§ TASK BRIEF:
Write out, word for word, only the lines from the one containing "Q: report a point for each instance of the colorful" through the final line of the data.

[Records from a point labeling set]
◇ ◇ ◇ ◇

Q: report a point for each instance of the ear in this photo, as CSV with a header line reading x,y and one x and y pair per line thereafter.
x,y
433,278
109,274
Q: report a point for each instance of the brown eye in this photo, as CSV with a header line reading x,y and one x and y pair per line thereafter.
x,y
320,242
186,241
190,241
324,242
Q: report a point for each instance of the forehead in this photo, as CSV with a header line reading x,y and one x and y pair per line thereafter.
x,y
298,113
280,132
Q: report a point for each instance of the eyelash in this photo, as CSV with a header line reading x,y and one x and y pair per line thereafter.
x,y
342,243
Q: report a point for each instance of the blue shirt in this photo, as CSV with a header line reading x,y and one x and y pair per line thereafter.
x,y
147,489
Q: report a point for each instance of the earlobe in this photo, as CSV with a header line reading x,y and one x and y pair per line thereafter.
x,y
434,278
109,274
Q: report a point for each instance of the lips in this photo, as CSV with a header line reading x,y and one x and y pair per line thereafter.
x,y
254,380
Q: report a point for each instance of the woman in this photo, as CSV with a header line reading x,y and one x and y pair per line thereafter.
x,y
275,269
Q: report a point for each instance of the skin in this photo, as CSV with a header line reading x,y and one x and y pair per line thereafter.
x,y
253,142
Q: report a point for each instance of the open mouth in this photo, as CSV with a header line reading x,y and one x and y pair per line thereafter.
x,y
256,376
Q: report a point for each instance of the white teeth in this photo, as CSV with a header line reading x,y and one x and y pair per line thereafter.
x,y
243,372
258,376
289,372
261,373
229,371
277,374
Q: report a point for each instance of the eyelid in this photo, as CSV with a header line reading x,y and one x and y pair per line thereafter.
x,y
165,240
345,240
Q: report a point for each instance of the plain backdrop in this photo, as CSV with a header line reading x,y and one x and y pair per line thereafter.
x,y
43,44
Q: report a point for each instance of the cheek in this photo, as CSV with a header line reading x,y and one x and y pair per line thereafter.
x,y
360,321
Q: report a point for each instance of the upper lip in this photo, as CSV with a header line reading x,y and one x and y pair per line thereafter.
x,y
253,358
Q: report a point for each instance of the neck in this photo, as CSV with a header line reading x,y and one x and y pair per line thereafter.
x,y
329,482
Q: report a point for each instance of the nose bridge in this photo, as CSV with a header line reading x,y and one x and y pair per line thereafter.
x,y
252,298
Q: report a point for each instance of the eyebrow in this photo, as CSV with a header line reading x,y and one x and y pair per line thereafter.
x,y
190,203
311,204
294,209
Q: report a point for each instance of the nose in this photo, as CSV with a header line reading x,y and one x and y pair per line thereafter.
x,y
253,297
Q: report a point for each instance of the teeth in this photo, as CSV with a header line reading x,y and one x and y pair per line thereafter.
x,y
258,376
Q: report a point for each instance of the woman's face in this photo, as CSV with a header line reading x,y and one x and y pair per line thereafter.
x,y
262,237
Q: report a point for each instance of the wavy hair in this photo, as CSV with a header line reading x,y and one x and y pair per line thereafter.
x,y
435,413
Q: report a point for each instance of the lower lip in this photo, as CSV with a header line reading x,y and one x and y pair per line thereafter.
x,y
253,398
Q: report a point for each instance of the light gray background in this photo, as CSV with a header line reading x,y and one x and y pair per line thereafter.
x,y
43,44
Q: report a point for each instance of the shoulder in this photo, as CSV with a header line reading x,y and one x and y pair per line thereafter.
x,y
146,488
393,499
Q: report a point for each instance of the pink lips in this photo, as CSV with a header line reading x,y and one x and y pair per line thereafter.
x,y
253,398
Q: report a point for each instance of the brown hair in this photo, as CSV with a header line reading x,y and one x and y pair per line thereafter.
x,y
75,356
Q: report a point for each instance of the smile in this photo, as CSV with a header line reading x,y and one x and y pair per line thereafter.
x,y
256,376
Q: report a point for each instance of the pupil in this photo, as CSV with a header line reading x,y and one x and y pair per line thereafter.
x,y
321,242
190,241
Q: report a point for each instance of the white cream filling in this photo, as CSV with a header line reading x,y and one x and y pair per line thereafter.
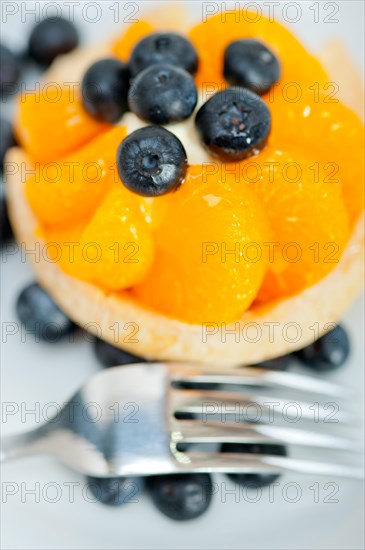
x,y
185,131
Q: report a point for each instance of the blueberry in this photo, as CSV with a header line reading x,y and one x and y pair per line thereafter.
x,y
163,94
169,48
250,64
254,480
328,352
10,70
115,491
110,356
50,38
105,89
181,496
5,227
7,139
151,161
38,312
277,363
234,124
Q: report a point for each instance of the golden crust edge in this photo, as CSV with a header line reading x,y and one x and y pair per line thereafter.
x,y
162,338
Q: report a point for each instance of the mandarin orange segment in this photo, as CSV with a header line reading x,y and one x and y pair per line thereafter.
x,y
62,246
307,218
50,128
211,37
210,260
124,45
116,248
70,190
330,133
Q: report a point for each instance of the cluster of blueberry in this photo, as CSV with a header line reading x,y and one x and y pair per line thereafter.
x,y
180,497
157,85
48,39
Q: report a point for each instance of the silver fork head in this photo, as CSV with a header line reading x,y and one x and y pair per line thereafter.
x,y
137,429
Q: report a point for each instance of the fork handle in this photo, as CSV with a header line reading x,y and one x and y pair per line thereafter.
x,y
23,444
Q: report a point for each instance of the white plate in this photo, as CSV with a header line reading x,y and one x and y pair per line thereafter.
x,y
35,374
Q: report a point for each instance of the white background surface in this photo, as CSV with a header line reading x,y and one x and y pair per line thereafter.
x,y
39,373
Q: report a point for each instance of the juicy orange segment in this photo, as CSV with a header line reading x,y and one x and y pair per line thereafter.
x,y
71,189
307,218
124,45
331,134
52,125
212,36
209,261
116,248
62,246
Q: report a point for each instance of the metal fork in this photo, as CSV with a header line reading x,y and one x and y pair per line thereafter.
x,y
147,420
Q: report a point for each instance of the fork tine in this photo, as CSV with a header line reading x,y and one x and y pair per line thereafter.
x,y
248,376
249,463
188,431
207,402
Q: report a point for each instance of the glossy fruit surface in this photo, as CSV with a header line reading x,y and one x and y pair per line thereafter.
x,y
328,352
53,123
151,161
162,94
105,89
254,480
116,248
115,491
307,217
10,70
111,356
124,44
41,316
156,48
181,497
70,190
234,124
50,38
331,134
250,64
210,259
212,36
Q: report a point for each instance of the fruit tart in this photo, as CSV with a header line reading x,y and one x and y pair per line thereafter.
x,y
197,194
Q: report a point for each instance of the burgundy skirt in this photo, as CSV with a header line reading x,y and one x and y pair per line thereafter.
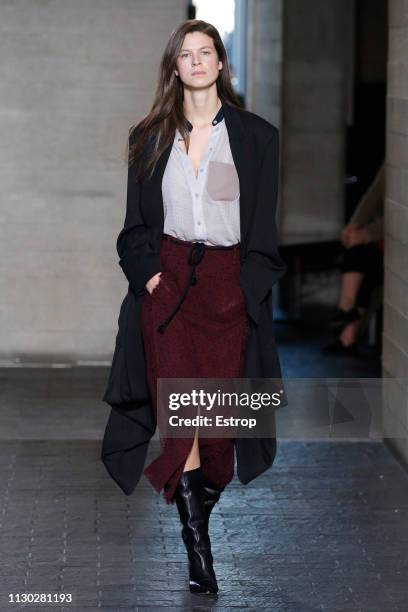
x,y
194,325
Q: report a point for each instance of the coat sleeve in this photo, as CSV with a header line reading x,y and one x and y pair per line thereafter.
x,y
138,260
263,266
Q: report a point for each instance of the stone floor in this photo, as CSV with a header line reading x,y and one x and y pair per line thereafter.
x,y
325,529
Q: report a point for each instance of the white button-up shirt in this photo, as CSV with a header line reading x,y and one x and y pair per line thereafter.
x,y
203,207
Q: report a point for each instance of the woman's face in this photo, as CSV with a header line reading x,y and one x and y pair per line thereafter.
x,y
197,64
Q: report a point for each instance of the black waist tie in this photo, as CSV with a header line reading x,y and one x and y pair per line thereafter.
x,y
195,256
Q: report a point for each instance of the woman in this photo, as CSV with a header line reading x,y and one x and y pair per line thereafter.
x,y
362,266
199,249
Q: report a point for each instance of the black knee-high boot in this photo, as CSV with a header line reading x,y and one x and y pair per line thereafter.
x,y
189,498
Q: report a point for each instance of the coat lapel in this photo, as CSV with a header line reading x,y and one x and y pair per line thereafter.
x,y
152,192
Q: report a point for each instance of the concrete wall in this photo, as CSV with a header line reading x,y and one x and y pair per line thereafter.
x,y
395,334
264,59
74,76
315,88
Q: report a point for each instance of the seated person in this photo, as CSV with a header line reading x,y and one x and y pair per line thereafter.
x,y
361,265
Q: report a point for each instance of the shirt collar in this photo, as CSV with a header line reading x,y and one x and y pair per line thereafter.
x,y
218,117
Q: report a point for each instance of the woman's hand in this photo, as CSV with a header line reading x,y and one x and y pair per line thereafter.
x,y
153,282
352,236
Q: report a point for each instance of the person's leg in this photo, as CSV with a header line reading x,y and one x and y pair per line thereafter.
x,y
193,459
350,285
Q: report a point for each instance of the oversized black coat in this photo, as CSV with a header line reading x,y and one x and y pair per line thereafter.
x,y
254,146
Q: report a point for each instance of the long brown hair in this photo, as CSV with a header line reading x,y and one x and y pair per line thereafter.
x,y
166,115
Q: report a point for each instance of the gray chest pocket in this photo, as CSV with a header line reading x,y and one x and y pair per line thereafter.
x,y
222,182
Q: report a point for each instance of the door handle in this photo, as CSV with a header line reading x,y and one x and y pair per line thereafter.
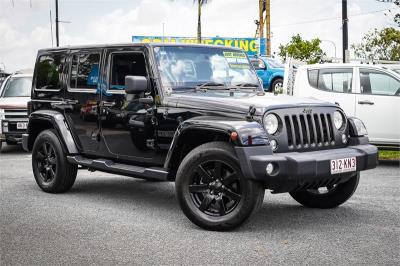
x,y
366,102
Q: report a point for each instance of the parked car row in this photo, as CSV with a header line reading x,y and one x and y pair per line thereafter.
x,y
15,92
369,92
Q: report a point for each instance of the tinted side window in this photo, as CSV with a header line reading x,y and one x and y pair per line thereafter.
x,y
49,70
84,70
337,80
313,77
124,64
379,83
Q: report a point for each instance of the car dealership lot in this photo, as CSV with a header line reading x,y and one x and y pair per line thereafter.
x,y
108,219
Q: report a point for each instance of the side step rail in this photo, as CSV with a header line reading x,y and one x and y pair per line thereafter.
x,y
117,168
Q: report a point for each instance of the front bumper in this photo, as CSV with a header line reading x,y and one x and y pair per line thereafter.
x,y
302,170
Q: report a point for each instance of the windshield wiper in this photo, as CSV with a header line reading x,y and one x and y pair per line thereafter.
x,y
209,85
245,85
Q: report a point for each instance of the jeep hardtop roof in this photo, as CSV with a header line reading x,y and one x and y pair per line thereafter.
x,y
88,46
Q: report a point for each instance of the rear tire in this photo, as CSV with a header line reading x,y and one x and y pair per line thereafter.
x,y
333,197
212,191
51,169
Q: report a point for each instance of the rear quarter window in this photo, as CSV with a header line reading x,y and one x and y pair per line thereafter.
x,y
313,77
49,69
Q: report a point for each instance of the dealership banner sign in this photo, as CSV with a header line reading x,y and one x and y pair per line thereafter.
x,y
249,45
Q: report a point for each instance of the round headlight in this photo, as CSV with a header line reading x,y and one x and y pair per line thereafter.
x,y
338,120
271,123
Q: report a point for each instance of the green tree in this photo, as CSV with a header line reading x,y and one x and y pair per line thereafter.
x,y
379,45
304,50
397,16
200,4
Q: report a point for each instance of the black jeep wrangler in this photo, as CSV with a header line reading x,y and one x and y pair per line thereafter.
x,y
193,114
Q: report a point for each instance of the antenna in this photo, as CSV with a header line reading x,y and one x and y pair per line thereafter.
x,y
51,29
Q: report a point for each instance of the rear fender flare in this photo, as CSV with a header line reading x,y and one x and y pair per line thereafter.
x,y
59,123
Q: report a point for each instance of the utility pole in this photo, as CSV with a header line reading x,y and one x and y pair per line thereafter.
x,y
345,33
268,25
57,38
261,7
200,3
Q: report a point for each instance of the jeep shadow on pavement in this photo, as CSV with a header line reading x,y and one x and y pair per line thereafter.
x,y
193,114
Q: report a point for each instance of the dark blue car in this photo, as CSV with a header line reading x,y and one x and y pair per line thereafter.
x,y
270,71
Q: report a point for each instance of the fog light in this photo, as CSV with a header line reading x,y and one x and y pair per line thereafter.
x,y
344,138
269,168
274,144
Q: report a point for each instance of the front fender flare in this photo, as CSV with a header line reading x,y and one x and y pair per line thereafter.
x,y
246,130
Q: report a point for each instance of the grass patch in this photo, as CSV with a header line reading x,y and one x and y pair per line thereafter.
x,y
389,155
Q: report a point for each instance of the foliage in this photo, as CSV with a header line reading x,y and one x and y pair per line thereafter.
x,y
304,50
379,45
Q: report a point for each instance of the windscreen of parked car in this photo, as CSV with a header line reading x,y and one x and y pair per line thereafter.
x,y
183,67
274,63
378,83
18,87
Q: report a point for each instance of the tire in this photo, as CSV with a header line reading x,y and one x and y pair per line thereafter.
x,y
333,197
51,169
278,83
213,199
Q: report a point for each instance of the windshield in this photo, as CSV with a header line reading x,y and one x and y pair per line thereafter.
x,y
18,87
272,62
184,67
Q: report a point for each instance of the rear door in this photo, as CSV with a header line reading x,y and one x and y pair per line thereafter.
x,y
128,126
82,98
378,105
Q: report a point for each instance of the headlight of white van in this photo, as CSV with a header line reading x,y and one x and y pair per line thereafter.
x,y
271,123
358,127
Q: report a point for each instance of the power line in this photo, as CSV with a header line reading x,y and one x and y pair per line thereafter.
x,y
327,19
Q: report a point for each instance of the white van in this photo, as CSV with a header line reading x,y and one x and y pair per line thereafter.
x,y
371,93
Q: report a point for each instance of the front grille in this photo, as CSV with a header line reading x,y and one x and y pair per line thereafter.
x,y
309,130
15,113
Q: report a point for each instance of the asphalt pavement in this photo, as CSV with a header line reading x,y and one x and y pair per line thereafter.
x,y
107,219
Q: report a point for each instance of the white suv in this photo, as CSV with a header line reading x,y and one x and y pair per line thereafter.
x,y
371,93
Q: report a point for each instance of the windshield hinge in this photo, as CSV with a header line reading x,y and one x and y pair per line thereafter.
x,y
251,112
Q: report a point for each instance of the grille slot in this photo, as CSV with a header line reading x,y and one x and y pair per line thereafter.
x,y
304,131
15,113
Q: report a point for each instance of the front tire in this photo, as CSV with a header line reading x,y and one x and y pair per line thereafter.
x,y
51,169
277,85
212,191
329,197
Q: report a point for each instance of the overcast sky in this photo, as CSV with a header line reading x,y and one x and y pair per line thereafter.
x,y
25,27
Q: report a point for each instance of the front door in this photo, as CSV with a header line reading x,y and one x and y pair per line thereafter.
x,y
128,126
82,99
378,105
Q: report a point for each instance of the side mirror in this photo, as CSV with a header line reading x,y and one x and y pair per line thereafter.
x,y
258,64
135,84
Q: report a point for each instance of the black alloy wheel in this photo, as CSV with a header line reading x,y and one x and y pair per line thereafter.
x,y
53,173
215,188
212,190
46,162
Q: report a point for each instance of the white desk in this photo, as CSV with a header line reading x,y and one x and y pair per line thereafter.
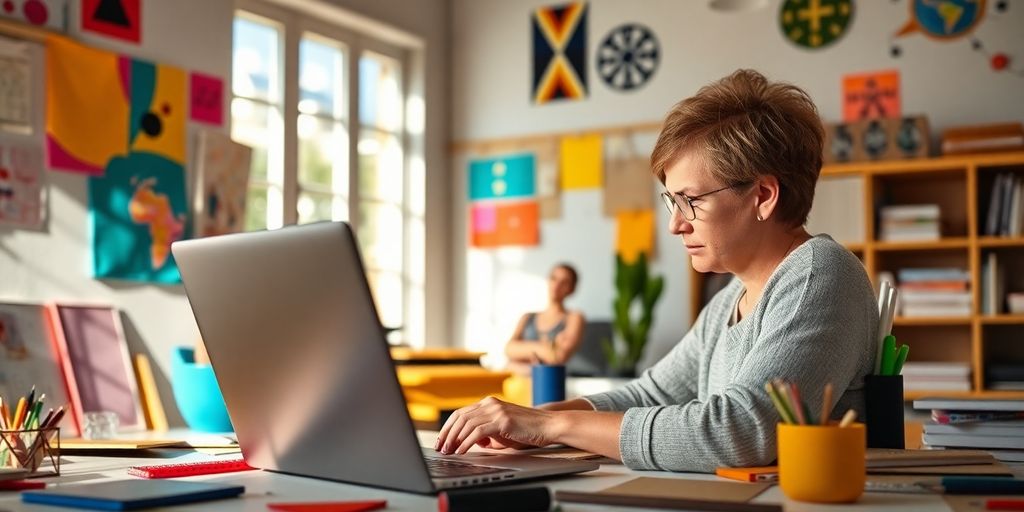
x,y
263,487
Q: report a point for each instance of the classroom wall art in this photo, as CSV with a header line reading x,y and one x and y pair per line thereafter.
x,y
221,183
559,52
813,25
86,120
206,98
116,18
628,57
23,187
48,13
870,95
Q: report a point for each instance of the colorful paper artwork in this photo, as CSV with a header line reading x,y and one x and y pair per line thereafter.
x,y
22,184
15,88
635,235
870,95
559,36
138,208
207,98
221,183
504,223
116,18
86,120
581,162
48,13
815,24
502,177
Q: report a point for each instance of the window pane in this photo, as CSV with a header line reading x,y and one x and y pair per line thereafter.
x,y
387,295
255,61
380,166
256,208
322,68
258,126
317,206
323,155
380,92
380,235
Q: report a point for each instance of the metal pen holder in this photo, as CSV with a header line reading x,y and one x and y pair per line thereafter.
x,y
35,450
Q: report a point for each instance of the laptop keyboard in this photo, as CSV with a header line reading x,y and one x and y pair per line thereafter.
x,y
444,468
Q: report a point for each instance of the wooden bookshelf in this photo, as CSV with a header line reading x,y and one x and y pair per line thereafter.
x,y
962,187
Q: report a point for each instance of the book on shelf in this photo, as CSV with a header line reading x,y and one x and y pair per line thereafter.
x,y
952,403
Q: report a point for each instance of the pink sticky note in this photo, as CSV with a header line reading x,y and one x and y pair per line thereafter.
x,y
329,506
207,98
484,218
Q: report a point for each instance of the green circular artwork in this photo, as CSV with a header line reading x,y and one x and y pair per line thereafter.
x,y
814,24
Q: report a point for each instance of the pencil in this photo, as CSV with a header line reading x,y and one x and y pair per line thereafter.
x,y
848,418
825,404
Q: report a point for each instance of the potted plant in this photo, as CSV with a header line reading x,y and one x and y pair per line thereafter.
x,y
636,295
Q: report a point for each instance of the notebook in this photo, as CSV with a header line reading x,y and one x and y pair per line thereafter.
x,y
131,495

◇ ◇ ◇ ◇

§ WRITTEN ANSWER:
Q: report a point for each instance of the colorful paper artwork in this photo, as CSV with a header line reading x,y and one x and y pair per line thereafter.
x,y
22,184
15,88
635,235
870,95
559,36
138,208
207,98
221,183
504,223
116,18
86,120
581,162
48,13
815,24
502,177
Q: report a point for each instance of the window pane in this photo, as CSV with a header line reading x,y and one x and y pair per line thereafter.
x,y
387,295
255,61
380,166
256,208
322,68
258,126
317,206
323,155
380,92
380,235
Q: report a point for each instance of the metal pen holder in this photo, as CSV with a header line reading x,y and one x and y pair per line thereafter.
x,y
35,450
Q: report a point for each instance of the laptop keyboard in this photo, as CSV with a header line reading x,y and one x and y pair per line thereafter.
x,y
444,468
Q: report a point for each instance of the wooden bookshelf in this photo, as CSV with a header line reading x,y and one x and y pair per line thereafter.
x,y
962,187
Q: report a point for each instance of the book on shelf in this photo, as CSV with a header line reading x,y and one x and y pair per line thereafter.
x,y
952,403
Q: report a point for each instance of the pink sticky note in this photo, as CSV with a header line reading x,y and one x and y pair per line thereafter.
x,y
329,506
207,98
484,218
Q: report a point for each instance of the green circular artwork in this photo, as CSV with a header line reading x,y and one x and y pair per line thereafter.
x,y
814,24
Q: report a point for each instance of the pencil in this photo, as CSV with a header line reading x,y and one x and y pair per line thereafter.
x,y
848,418
825,404
Q: report a point for each instance of the potted plant in this photo, as CSV with a header line reading x,y and one x and y pair per line thereafter.
x,y
636,295
Q: report a point for each instance of the notebook in this photo, as CSV with a header line reading x,y and one x and y pair per line thereafter.
x,y
131,495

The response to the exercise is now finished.